State how many lines of the listing below contain the string "silhouette", giving only the number.

***

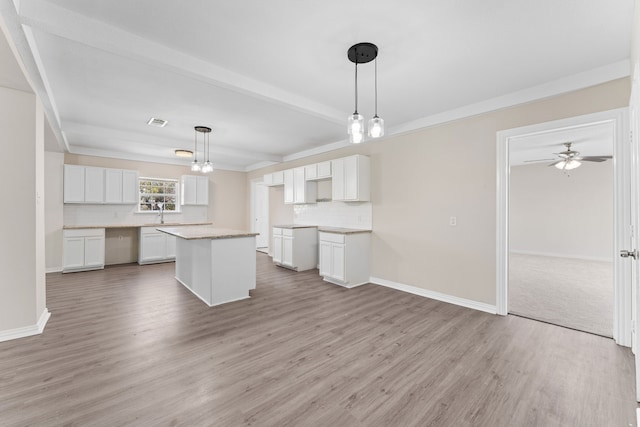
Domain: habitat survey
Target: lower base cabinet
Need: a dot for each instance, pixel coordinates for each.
(295, 248)
(83, 249)
(155, 246)
(344, 258)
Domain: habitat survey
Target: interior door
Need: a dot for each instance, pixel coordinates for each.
(261, 208)
(632, 251)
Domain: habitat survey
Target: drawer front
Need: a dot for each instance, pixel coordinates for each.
(84, 232)
(149, 230)
(287, 232)
(331, 237)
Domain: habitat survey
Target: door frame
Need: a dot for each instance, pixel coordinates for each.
(622, 317)
(254, 185)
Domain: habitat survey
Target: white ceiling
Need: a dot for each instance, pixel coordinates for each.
(594, 139)
(272, 78)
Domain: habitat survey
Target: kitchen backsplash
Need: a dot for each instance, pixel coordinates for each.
(83, 214)
(335, 214)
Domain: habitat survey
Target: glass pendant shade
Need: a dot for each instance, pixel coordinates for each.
(355, 128)
(568, 165)
(207, 167)
(376, 127)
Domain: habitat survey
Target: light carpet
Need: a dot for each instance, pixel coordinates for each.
(568, 292)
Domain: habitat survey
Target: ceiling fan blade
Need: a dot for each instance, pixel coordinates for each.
(538, 160)
(596, 158)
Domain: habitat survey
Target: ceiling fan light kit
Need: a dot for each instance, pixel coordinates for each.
(571, 159)
(362, 53)
(206, 166)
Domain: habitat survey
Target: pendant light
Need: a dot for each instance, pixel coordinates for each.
(195, 166)
(206, 166)
(376, 124)
(362, 53)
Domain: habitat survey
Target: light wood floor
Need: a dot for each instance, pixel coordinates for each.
(130, 346)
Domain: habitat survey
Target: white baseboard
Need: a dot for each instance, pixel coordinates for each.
(556, 255)
(463, 302)
(26, 331)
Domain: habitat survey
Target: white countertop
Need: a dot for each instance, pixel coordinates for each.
(291, 226)
(166, 224)
(204, 232)
(341, 230)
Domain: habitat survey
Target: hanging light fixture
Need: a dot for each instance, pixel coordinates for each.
(195, 165)
(206, 166)
(361, 53)
(568, 164)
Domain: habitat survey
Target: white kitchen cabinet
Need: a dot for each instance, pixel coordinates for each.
(344, 258)
(73, 184)
(130, 187)
(155, 246)
(83, 249)
(324, 170)
(93, 185)
(87, 184)
(295, 247)
(303, 191)
(195, 190)
(274, 179)
(121, 186)
(276, 251)
(297, 190)
(318, 171)
(83, 184)
(113, 186)
(288, 186)
(350, 178)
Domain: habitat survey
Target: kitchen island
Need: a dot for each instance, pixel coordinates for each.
(217, 264)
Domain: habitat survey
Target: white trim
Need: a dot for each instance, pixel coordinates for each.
(578, 81)
(26, 331)
(203, 300)
(557, 255)
(342, 284)
(463, 302)
(618, 117)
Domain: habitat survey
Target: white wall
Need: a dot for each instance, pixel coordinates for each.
(555, 215)
(227, 206)
(53, 164)
(22, 287)
(422, 178)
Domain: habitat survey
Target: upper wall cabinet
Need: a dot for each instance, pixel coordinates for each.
(274, 179)
(120, 186)
(297, 190)
(318, 171)
(195, 190)
(83, 184)
(87, 184)
(350, 179)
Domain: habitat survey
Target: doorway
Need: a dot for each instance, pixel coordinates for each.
(260, 214)
(561, 228)
(613, 123)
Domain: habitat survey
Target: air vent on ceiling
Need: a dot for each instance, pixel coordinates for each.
(157, 122)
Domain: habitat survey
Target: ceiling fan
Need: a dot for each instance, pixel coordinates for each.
(571, 159)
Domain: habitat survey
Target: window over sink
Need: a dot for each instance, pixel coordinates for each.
(157, 194)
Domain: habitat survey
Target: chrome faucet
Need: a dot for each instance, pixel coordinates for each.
(161, 213)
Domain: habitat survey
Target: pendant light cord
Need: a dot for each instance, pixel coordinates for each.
(195, 143)
(375, 64)
(356, 112)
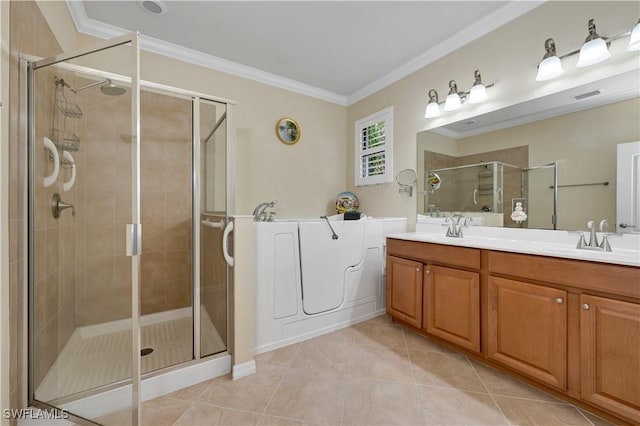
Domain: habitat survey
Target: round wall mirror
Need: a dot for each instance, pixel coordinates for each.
(406, 178)
(433, 180)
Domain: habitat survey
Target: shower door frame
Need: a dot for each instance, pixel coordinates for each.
(134, 236)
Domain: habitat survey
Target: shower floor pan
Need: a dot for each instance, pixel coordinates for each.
(100, 354)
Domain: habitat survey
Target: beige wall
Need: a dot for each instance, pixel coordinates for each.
(508, 56)
(5, 386)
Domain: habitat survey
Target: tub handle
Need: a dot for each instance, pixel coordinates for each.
(225, 243)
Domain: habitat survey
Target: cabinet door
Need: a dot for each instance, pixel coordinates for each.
(404, 290)
(610, 355)
(451, 305)
(527, 326)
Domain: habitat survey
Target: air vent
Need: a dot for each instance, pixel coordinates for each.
(155, 7)
(587, 95)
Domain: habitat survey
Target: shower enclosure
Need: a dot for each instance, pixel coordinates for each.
(129, 193)
(482, 187)
(489, 192)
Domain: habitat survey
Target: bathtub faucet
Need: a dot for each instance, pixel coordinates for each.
(260, 212)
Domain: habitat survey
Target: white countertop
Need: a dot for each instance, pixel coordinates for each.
(625, 248)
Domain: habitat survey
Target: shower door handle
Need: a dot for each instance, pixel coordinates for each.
(225, 243)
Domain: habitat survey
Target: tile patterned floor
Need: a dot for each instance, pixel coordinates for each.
(373, 373)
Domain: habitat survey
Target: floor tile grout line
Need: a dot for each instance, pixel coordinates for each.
(413, 373)
(488, 391)
(273, 395)
(583, 415)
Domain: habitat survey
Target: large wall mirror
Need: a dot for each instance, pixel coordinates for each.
(556, 156)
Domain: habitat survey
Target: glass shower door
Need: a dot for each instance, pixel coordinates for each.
(213, 218)
(84, 233)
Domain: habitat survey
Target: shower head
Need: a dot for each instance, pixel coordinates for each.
(111, 89)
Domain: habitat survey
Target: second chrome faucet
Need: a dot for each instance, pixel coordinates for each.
(593, 243)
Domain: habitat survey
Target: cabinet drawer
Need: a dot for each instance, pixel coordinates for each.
(435, 253)
(617, 279)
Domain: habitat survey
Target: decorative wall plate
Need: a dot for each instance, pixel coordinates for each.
(288, 131)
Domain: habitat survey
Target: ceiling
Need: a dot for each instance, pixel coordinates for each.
(340, 51)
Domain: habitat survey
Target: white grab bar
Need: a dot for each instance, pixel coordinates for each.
(217, 225)
(50, 146)
(225, 243)
(69, 184)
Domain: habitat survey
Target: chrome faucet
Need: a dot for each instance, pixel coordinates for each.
(593, 243)
(454, 229)
(260, 214)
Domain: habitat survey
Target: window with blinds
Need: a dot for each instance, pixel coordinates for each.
(374, 145)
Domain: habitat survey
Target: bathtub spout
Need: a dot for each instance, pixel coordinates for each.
(334, 236)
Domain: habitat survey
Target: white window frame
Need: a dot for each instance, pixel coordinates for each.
(385, 115)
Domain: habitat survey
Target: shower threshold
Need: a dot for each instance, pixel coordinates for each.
(99, 355)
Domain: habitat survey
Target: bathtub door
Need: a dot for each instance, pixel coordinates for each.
(324, 262)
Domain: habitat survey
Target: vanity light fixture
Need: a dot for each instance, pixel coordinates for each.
(433, 109)
(453, 100)
(550, 66)
(634, 40)
(594, 50)
(478, 92)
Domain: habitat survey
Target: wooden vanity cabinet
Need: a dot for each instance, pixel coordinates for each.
(404, 290)
(610, 355)
(572, 326)
(527, 329)
(447, 296)
(451, 305)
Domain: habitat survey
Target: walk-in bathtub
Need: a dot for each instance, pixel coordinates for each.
(309, 283)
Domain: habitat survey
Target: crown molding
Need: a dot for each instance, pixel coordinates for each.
(95, 28)
(497, 18)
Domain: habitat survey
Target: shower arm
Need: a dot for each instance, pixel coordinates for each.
(65, 84)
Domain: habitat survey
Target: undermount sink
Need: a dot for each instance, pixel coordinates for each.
(625, 248)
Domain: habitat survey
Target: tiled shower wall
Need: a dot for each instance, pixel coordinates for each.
(166, 169)
(29, 34)
(103, 292)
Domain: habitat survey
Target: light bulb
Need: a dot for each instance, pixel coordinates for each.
(477, 94)
(549, 68)
(433, 110)
(594, 50)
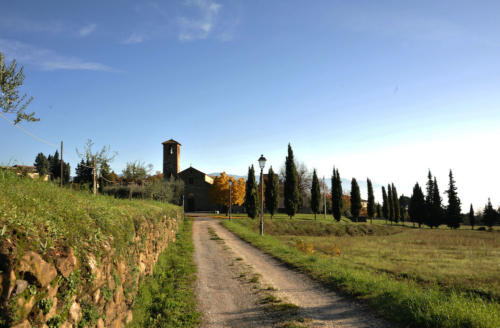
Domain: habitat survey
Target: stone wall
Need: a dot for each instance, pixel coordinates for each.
(59, 289)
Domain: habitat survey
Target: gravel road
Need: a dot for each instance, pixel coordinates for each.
(226, 301)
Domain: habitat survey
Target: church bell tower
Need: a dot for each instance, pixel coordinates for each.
(171, 158)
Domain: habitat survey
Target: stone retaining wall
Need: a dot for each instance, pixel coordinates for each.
(59, 289)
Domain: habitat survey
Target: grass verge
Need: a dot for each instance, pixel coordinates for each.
(167, 299)
(402, 301)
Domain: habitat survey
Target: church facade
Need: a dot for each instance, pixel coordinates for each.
(196, 183)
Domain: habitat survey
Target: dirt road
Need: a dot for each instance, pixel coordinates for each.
(227, 301)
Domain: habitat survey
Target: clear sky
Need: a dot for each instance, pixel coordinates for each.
(380, 89)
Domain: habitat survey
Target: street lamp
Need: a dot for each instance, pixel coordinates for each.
(230, 200)
(262, 163)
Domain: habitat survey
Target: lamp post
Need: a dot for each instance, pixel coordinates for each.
(230, 200)
(262, 163)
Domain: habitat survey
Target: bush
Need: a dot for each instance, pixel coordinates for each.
(169, 191)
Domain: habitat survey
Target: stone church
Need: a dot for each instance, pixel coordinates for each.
(196, 183)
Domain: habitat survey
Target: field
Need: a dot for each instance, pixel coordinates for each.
(419, 277)
(166, 299)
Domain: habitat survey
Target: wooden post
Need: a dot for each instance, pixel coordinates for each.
(62, 166)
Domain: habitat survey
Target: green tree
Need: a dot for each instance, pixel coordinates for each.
(336, 195)
(11, 79)
(66, 172)
(453, 211)
(315, 194)
(251, 194)
(404, 202)
(417, 208)
(355, 199)
(429, 200)
(272, 192)
(436, 215)
(390, 201)
(41, 164)
(83, 172)
(395, 202)
(133, 170)
(385, 204)
(292, 196)
(55, 166)
(490, 216)
(472, 218)
(371, 201)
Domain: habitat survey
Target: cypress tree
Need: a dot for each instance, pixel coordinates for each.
(437, 208)
(336, 195)
(385, 204)
(292, 196)
(453, 211)
(371, 201)
(355, 199)
(490, 216)
(390, 201)
(417, 207)
(395, 202)
(272, 192)
(472, 218)
(315, 194)
(41, 164)
(251, 194)
(55, 166)
(429, 199)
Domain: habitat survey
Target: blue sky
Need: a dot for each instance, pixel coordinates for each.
(384, 89)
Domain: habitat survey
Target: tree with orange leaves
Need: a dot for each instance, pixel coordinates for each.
(219, 191)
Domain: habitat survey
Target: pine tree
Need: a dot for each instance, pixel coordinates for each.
(251, 194)
(472, 218)
(490, 216)
(336, 195)
(453, 211)
(371, 200)
(395, 202)
(355, 199)
(272, 192)
(41, 164)
(292, 196)
(315, 194)
(417, 208)
(385, 204)
(390, 201)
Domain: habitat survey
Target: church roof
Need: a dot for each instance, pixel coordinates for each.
(171, 141)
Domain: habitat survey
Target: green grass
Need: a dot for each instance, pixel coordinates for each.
(42, 217)
(399, 298)
(166, 299)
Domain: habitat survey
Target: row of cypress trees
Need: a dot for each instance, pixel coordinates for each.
(422, 209)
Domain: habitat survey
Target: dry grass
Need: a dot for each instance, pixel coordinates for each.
(462, 260)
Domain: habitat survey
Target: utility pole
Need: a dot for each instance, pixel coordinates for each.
(95, 178)
(62, 166)
(324, 195)
(230, 198)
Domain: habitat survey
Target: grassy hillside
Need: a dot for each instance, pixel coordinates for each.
(42, 217)
(421, 278)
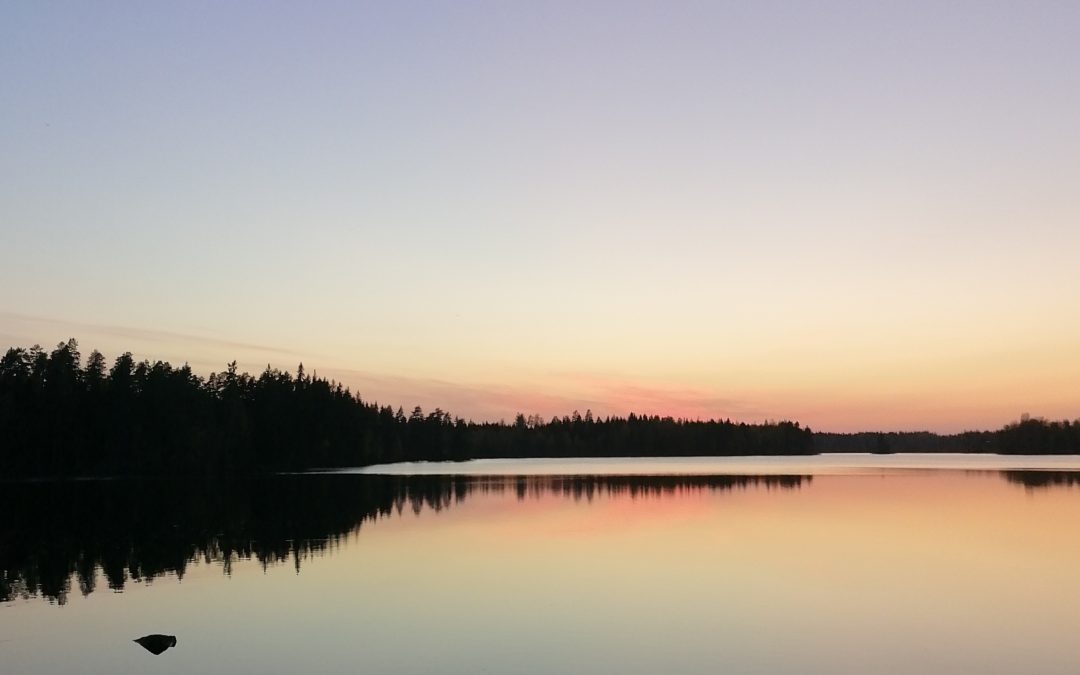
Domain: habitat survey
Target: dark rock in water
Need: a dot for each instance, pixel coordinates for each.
(157, 644)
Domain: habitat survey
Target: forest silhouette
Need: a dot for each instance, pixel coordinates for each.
(59, 417)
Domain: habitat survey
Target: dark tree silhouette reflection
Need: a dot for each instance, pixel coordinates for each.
(1042, 480)
(58, 535)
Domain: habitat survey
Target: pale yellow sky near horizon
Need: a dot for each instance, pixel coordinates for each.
(850, 215)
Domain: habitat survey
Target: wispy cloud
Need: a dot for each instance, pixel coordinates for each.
(15, 325)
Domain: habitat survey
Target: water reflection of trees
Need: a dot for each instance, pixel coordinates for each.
(1042, 480)
(62, 534)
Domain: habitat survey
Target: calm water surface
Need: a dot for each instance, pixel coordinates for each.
(797, 565)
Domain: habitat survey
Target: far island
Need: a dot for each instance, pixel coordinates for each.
(62, 417)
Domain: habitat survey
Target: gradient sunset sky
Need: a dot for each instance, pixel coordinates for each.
(853, 215)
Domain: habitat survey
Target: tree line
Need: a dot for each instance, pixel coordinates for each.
(62, 417)
(59, 416)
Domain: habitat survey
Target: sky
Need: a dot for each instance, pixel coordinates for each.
(860, 216)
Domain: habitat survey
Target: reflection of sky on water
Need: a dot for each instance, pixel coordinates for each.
(918, 571)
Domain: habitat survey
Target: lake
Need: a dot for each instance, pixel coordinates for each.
(826, 564)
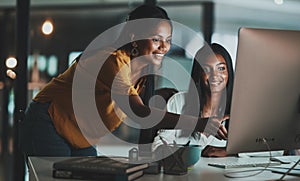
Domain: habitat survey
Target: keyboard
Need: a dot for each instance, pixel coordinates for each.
(239, 164)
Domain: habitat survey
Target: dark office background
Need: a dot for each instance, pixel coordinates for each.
(77, 23)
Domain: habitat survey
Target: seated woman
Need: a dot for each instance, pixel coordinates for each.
(212, 74)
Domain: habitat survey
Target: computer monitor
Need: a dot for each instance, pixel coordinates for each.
(266, 93)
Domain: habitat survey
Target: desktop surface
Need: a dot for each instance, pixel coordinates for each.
(40, 168)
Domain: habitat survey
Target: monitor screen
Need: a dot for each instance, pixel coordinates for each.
(266, 93)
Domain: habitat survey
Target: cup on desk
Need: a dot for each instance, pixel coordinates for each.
(179, 157)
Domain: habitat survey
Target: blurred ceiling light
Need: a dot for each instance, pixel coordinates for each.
(279, 2)
(47, 27)
(11, 62)
(10, 73)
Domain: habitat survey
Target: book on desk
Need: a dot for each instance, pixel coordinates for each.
(115, 168)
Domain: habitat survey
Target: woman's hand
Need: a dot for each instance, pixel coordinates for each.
(215, 127)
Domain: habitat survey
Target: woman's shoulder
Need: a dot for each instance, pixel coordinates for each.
(176, 102)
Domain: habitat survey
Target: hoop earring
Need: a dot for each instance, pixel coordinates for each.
(134, 51)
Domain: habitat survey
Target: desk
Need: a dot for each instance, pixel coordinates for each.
(40, 169)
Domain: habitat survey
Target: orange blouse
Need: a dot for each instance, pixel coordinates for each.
(59, 93)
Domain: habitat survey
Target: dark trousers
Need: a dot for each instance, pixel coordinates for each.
(38, 136)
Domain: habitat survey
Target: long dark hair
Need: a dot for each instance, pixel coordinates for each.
(198, 74)
(144, 11)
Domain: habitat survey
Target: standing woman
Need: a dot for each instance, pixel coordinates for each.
(51, 127)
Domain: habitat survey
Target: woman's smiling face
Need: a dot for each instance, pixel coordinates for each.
(216, 73)
(157, 45)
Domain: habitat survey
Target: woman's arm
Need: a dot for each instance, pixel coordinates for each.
(160, 119)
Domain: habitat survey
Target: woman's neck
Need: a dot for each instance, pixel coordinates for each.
(137, 67)
(211, 108)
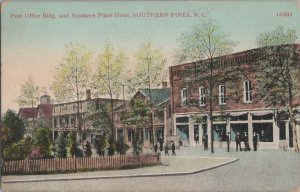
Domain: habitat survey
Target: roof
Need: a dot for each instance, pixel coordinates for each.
(28, 112)
(157, 95)
(46, 110)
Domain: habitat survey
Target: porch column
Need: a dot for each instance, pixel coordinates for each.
(287, 133)
(191, 132)
(250, 130)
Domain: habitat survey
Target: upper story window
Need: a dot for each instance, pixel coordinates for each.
(222, 94)
(202, 97)
(184, 97)
(247, 91)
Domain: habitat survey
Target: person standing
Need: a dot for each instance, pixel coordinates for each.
(238, 142)
(155, 147)
(255, 140)
(173, 149)
(166, 150)
(228, 141)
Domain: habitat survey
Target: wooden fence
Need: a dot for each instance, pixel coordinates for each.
(60, 165)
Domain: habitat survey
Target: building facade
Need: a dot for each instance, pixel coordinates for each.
(148, 113)
(236, 104)
(65, 117)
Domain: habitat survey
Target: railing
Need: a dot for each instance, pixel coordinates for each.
(61, 165)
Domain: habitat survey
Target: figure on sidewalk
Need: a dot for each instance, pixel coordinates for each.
(238, 142)
(228, 141)
(155, 147)
(246, 142)
(166, 150)
(255, 141)
(205, 141)
(173, 149)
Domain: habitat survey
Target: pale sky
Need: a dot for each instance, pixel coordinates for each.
(35, 46)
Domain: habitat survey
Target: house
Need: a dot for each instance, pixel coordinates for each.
(65, 117)
(148, 113)
(40, 116)
(236, 105)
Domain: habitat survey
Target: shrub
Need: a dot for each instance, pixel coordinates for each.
(88, 149)
(121, 147)
(61, 146)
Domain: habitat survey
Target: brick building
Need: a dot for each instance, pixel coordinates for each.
(237, 106)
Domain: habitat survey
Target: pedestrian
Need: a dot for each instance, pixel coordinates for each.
(205, 142)
(166, 150)
(173, 149)
(238, 142)
(197, 138)
(155, 147)
(246, 142)
(255, 141)
(228, 141)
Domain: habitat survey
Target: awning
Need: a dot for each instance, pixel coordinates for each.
(262, 113)
(238, 114)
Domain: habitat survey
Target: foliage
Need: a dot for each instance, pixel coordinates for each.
(206, 40)
(88, 149)
(137, 145)
(12, 128)
(29, 93)
(151, 69)
(19, 150)
(71, 143)
(42, 141)
(36, 153)
(112, 147)
(101, 144)
(72, 78)
(109, 76)
(121, 147)
(61, 146)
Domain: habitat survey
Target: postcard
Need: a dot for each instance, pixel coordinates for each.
(150, 95)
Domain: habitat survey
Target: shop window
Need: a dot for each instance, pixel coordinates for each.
(264, 131)
(247, 91)
(184, 97)
(182, 119)
(222, 94)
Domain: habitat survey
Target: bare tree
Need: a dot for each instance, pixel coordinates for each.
(72, 78)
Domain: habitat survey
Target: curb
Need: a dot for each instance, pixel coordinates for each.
(122, 176)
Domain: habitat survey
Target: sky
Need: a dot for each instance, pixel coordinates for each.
(33, 43)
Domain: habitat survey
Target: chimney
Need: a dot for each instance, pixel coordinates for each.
(164, 84)
(88, 94)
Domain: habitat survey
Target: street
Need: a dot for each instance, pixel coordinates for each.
(267, 170)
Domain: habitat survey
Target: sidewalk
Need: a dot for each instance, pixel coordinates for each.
(171, 166)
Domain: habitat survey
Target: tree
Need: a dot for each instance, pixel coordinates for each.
(42, 141)
(61, 146)
(151, 69)
(12, 128)
(88, 149)
(109, 78)
(279, 76)
(29, 93)
(72, 79)
(137, 115)
(207, 41)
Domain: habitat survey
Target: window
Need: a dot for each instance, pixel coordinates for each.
(222, 94)
(184, 97)
(202, 99)
(247, 91)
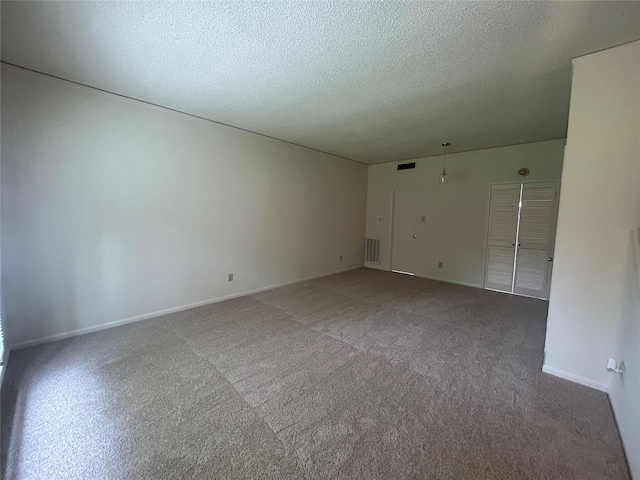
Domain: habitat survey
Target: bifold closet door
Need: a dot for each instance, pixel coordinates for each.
(535, 239)
(503, 229)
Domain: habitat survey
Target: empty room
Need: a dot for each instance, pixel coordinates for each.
(320, 240)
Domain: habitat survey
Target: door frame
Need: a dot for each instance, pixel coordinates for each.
(558, 184)
(392, 229)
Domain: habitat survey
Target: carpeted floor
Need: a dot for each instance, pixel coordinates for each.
(361, 375)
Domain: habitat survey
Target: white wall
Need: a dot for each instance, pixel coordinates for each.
(456, 214)
(113, 209)
(599, 205)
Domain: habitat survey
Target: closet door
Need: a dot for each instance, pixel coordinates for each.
(503, 229)
(535, 239)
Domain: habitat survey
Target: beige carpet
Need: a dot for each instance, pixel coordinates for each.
(362, 375)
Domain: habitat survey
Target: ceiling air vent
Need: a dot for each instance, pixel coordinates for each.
(406, 166)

***

## Solution for this task
2